RECORDS PROVIDED Start Marker

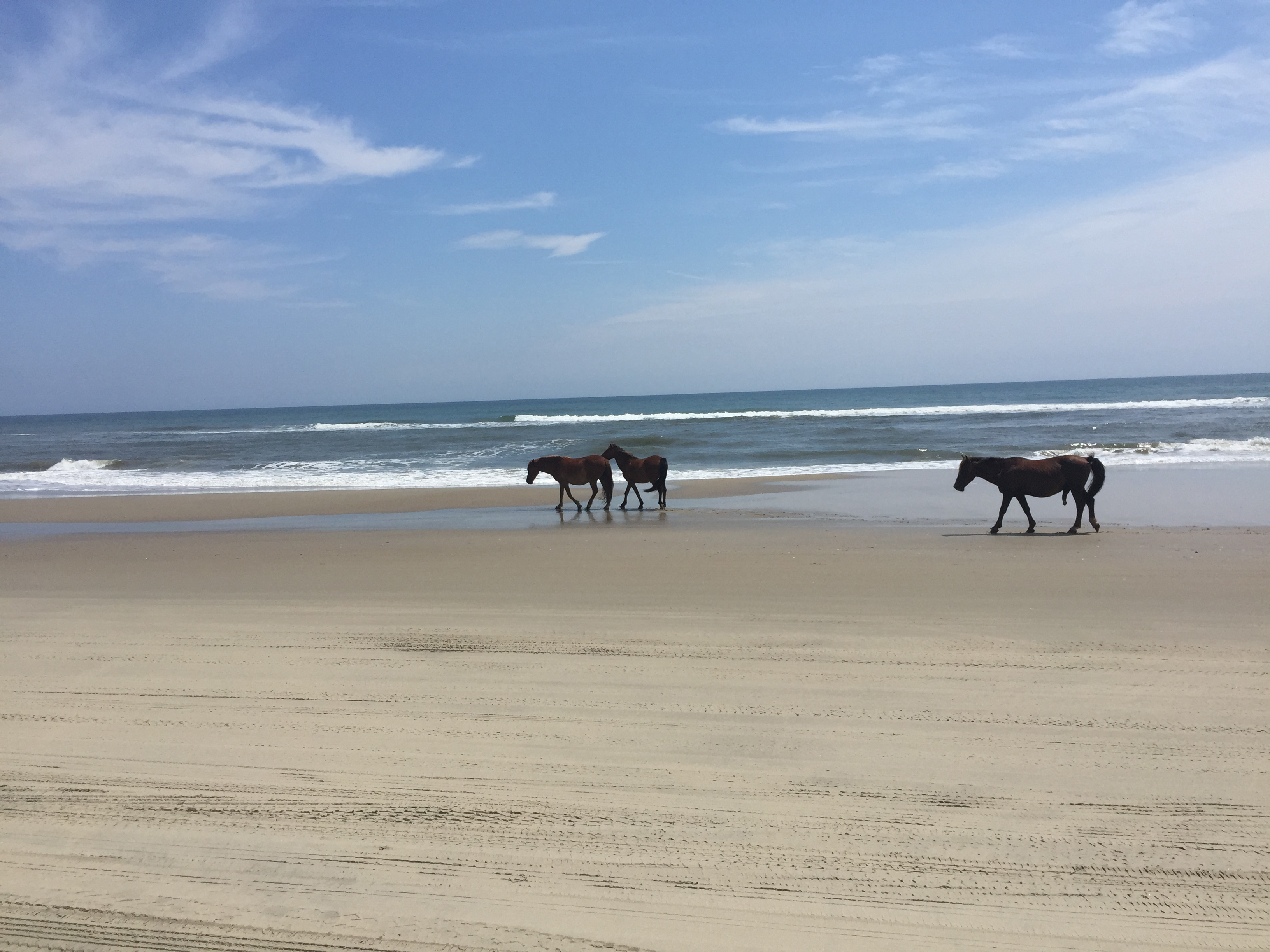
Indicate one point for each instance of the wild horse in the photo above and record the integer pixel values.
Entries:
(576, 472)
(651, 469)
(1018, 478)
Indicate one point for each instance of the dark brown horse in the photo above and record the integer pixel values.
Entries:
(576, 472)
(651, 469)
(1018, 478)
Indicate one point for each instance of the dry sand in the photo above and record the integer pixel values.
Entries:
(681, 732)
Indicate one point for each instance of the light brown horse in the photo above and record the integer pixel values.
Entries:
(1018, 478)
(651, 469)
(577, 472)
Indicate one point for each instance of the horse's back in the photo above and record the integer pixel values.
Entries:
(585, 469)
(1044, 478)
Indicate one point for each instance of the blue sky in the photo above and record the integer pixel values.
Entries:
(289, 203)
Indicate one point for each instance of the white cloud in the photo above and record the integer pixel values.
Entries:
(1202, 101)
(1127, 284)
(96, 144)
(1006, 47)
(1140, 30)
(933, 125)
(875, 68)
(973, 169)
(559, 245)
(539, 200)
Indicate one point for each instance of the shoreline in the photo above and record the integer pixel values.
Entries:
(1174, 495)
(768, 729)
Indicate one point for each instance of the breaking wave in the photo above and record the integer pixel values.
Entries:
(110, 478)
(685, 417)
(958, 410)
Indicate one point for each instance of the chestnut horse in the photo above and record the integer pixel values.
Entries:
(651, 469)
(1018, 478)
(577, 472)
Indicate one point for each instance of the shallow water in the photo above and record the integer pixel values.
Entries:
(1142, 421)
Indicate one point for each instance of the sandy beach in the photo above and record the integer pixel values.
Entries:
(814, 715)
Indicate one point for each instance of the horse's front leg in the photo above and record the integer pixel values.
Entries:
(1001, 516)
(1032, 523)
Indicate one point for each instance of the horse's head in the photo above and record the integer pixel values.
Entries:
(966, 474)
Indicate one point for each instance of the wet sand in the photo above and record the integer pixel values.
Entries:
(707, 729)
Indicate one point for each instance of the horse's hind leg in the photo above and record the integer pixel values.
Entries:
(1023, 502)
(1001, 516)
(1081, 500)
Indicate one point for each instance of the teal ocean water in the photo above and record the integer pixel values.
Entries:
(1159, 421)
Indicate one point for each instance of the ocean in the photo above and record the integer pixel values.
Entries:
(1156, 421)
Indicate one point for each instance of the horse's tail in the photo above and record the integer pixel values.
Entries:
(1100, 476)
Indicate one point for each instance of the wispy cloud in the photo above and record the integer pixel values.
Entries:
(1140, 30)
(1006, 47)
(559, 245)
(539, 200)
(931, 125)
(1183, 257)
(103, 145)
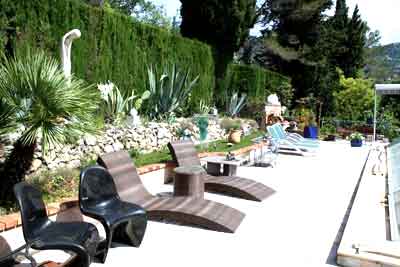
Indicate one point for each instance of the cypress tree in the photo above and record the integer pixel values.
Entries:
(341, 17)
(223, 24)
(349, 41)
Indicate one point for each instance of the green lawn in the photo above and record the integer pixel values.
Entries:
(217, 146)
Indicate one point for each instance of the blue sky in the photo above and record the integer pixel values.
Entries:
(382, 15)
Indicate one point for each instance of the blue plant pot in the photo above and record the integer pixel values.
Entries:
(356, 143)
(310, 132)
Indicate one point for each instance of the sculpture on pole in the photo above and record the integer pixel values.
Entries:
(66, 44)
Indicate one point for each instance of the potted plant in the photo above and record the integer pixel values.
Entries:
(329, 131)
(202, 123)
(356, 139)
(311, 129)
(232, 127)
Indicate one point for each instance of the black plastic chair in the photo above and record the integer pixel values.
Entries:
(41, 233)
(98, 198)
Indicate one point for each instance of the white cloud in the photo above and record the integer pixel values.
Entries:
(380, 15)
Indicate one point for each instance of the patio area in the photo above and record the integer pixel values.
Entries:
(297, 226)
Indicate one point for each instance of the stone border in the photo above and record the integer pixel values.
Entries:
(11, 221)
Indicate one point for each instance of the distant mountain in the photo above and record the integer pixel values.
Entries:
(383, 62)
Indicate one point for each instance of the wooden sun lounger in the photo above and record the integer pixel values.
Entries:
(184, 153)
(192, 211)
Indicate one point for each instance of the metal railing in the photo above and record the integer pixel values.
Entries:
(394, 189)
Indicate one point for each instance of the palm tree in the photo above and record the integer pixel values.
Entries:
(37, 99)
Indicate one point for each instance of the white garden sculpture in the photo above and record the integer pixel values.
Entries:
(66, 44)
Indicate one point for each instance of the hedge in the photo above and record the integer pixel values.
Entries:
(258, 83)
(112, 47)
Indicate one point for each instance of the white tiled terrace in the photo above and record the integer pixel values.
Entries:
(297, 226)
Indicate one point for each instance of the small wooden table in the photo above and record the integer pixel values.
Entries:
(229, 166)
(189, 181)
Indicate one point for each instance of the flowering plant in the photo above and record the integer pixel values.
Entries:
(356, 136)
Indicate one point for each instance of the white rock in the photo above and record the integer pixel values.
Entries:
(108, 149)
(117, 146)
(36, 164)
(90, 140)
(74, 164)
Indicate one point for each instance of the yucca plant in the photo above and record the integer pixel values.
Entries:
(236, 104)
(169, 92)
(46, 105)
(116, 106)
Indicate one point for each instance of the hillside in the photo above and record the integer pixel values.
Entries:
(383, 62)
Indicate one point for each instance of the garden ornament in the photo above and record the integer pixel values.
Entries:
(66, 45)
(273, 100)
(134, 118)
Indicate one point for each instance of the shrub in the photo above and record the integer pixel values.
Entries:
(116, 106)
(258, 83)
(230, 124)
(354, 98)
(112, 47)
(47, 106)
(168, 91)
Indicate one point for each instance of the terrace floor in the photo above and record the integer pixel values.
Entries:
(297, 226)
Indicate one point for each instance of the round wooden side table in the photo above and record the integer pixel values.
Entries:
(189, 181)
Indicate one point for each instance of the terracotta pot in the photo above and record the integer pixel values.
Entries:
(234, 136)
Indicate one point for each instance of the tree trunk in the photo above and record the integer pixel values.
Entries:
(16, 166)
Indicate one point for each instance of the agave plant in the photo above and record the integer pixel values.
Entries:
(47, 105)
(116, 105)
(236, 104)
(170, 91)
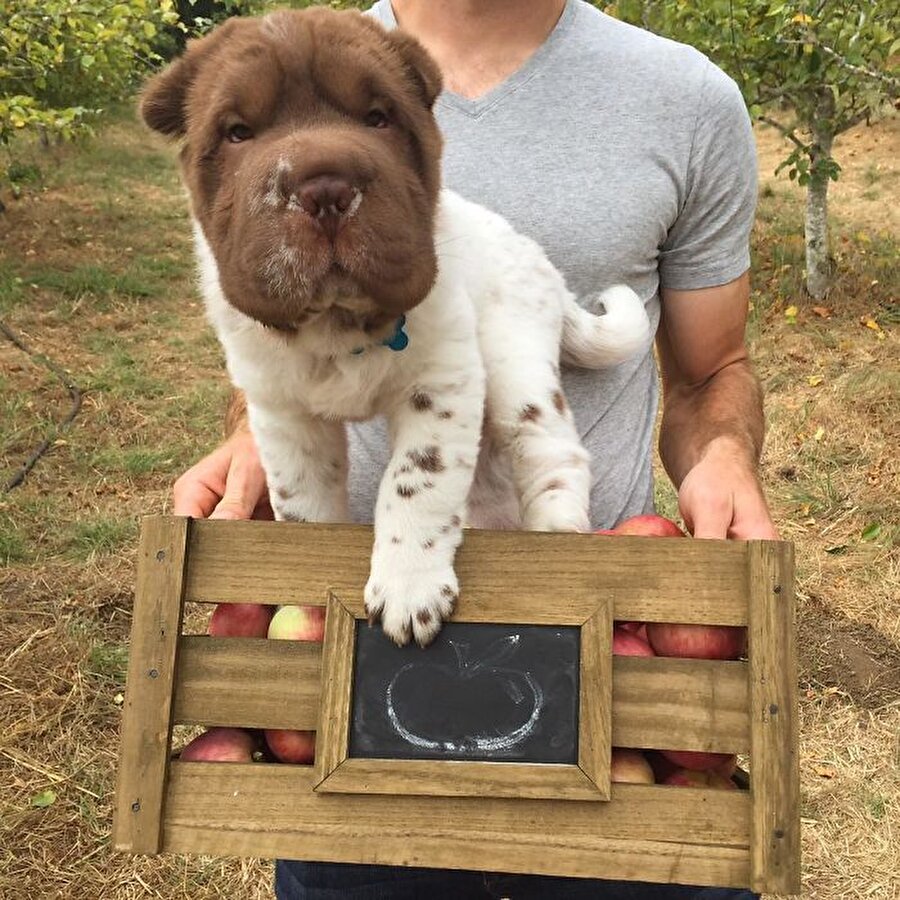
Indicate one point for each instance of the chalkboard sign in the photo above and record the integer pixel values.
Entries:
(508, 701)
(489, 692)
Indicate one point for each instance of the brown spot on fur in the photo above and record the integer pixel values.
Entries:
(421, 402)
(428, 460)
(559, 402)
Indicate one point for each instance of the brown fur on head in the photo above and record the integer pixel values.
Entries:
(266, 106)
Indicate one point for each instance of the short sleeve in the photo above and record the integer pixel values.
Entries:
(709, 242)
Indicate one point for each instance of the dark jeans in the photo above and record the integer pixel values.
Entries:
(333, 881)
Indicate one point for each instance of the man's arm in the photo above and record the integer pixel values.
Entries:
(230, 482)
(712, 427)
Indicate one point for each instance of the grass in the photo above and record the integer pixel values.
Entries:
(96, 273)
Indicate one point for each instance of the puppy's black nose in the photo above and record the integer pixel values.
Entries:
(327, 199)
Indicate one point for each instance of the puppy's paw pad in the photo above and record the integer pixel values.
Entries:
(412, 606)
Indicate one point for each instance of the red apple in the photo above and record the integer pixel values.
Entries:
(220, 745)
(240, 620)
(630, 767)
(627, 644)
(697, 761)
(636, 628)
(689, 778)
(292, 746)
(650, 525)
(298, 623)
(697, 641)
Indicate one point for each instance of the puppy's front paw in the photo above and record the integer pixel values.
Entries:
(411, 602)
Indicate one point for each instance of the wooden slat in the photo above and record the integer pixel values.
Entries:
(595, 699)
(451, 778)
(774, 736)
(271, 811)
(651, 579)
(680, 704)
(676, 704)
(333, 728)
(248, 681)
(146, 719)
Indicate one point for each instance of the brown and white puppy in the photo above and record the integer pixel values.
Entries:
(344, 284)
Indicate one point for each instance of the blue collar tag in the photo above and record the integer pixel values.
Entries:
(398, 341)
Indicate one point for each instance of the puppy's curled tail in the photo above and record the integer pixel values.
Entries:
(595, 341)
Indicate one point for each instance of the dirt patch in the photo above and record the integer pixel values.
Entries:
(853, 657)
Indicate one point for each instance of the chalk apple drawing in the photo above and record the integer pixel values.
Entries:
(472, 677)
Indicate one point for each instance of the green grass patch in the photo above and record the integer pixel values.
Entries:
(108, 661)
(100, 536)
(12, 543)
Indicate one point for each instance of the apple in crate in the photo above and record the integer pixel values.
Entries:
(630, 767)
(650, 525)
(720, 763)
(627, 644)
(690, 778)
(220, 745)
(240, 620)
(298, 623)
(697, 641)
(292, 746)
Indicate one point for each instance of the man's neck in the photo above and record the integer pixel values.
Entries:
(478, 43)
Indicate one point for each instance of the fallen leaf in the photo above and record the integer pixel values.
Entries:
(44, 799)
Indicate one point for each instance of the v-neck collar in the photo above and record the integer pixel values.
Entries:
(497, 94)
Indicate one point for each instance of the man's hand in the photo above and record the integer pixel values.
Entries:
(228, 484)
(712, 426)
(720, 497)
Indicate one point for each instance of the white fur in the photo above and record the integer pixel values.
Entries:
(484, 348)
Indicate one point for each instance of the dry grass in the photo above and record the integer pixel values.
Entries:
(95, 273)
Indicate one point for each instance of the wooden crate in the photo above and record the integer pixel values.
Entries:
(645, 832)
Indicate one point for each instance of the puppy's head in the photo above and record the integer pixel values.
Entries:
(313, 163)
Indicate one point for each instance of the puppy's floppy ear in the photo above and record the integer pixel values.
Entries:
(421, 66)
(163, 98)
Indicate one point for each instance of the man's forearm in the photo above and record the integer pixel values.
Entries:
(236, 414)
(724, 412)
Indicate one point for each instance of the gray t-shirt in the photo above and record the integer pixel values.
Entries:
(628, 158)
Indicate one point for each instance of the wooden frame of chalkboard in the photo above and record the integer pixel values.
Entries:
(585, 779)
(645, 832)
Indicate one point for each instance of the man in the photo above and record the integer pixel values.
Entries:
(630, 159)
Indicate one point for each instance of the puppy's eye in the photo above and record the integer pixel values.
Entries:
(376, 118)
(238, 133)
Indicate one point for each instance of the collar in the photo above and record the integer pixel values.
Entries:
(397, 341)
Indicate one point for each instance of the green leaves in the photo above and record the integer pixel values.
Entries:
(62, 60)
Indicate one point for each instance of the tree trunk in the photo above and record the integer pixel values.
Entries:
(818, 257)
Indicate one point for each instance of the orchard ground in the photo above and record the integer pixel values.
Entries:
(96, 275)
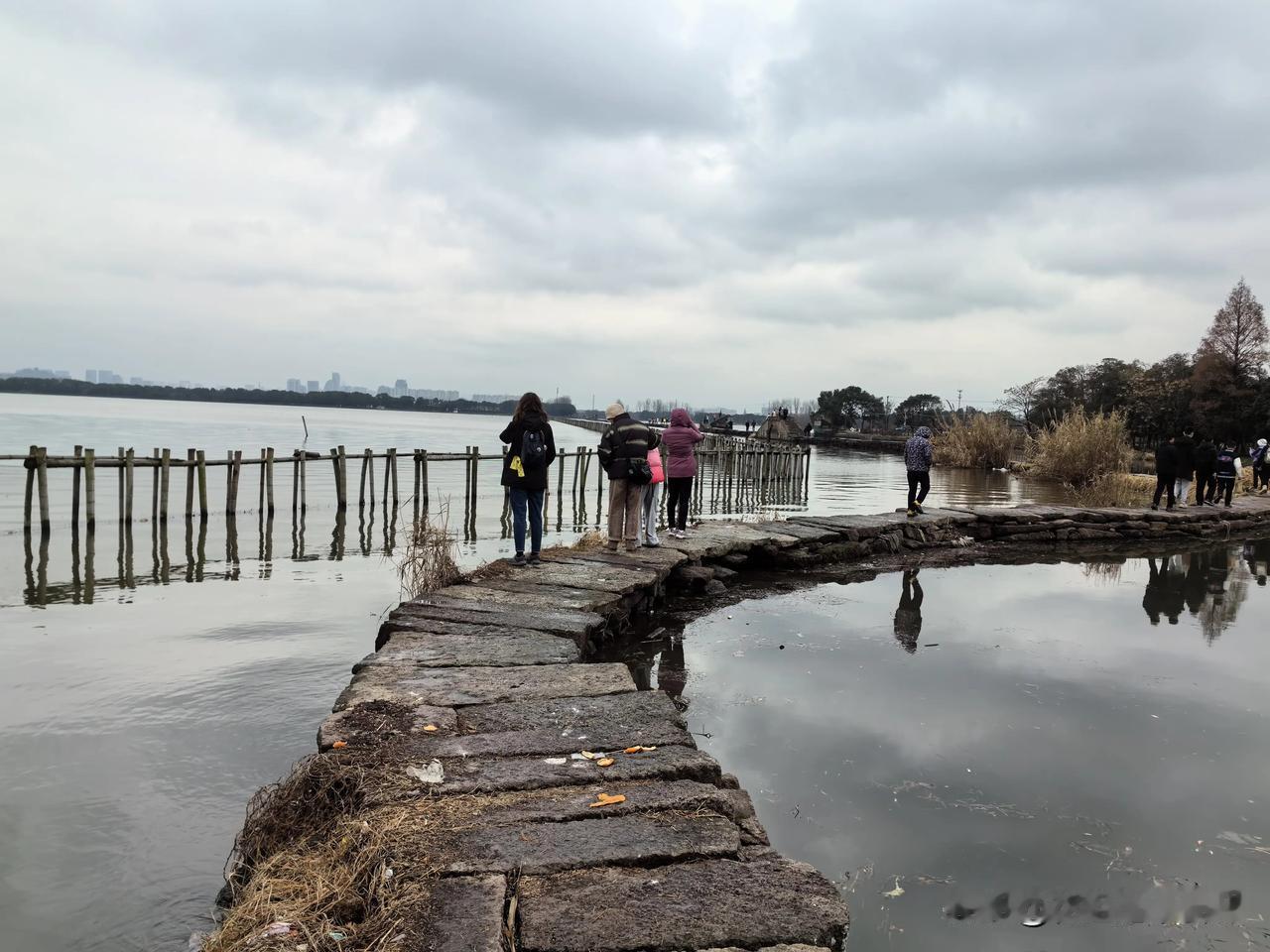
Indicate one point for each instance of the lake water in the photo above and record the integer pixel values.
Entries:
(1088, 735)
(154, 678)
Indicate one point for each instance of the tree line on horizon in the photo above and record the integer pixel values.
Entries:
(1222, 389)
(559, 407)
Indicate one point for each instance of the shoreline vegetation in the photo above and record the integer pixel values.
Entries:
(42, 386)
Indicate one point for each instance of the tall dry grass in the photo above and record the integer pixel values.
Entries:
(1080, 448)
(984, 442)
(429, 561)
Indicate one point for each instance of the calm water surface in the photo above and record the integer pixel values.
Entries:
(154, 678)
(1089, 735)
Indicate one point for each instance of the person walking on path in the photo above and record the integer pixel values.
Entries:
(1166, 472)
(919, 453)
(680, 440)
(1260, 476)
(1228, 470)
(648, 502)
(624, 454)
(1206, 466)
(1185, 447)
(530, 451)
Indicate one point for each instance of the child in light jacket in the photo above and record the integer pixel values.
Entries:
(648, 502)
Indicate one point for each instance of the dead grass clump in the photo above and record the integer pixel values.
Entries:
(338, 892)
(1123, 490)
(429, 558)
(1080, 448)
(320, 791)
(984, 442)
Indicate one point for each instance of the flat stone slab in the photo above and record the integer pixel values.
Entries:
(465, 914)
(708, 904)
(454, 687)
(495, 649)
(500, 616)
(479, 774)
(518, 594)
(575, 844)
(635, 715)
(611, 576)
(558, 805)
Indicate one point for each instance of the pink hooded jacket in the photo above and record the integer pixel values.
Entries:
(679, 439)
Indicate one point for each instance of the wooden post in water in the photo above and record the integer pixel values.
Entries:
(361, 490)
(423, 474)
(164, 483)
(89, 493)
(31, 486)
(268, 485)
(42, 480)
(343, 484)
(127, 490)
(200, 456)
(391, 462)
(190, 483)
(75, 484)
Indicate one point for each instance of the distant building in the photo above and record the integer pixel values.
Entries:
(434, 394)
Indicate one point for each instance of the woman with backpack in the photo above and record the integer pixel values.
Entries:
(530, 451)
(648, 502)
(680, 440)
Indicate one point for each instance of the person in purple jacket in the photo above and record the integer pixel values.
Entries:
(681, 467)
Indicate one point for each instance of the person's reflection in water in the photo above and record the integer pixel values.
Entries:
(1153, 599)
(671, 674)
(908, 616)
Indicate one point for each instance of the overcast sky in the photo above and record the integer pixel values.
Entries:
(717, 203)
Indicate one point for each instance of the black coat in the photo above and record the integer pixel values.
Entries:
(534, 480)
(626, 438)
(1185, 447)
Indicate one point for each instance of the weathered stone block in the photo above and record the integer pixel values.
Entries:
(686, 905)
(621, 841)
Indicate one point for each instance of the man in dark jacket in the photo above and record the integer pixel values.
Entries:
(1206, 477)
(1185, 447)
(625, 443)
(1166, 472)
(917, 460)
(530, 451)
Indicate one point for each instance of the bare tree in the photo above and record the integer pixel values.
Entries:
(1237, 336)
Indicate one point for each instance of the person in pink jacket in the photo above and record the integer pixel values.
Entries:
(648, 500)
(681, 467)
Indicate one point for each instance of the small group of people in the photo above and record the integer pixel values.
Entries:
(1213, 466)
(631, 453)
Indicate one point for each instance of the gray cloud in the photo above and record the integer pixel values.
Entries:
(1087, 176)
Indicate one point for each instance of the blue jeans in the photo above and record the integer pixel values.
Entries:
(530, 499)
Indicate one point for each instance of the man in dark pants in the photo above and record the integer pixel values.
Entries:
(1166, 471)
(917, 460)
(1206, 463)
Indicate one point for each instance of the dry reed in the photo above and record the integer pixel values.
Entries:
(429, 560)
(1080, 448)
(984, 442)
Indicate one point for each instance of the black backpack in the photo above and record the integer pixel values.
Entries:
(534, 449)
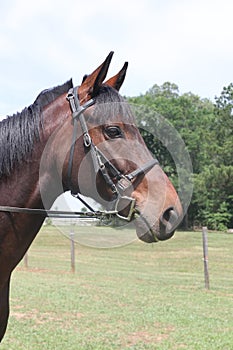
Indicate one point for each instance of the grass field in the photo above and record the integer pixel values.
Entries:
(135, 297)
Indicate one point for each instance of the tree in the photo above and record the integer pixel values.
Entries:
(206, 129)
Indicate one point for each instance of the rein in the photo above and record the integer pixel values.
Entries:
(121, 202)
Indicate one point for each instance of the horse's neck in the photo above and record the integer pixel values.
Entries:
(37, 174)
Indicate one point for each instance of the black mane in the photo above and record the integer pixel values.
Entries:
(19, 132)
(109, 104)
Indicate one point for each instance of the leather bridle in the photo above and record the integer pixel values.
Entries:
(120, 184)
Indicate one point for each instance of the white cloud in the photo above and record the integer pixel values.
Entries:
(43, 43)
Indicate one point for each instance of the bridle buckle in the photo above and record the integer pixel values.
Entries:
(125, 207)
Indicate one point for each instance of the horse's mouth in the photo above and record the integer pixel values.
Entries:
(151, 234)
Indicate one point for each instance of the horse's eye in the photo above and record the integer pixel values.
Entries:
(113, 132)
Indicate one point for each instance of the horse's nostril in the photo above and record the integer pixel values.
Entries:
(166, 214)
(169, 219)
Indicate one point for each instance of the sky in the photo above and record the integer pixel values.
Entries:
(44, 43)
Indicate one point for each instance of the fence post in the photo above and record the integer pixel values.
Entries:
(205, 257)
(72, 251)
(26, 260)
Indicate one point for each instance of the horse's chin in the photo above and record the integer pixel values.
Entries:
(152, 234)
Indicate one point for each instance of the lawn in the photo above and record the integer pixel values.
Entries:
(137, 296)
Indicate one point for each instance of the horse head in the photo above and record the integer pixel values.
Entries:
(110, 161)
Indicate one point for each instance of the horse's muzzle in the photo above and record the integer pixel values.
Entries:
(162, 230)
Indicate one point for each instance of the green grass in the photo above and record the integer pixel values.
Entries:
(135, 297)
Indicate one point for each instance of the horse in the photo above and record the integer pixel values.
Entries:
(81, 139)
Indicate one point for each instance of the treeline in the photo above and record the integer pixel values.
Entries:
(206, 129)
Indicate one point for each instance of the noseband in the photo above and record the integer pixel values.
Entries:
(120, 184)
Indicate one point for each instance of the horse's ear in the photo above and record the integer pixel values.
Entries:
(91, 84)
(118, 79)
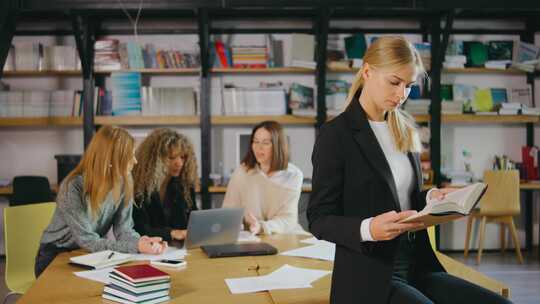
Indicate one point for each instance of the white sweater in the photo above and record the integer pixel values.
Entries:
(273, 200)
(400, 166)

RECORDS PROVIDED End Marker

* ABOUT THIS TASK *
For each line above that contains the word "jeans", make a copy.

* ANSWER TO THIS TASK *
Indicate one point for each instance of the dark jeans in the photo above and record the integer pixel values.
Indicate one point for each instance of the blue jeans in the photo above and record the integer pixel values.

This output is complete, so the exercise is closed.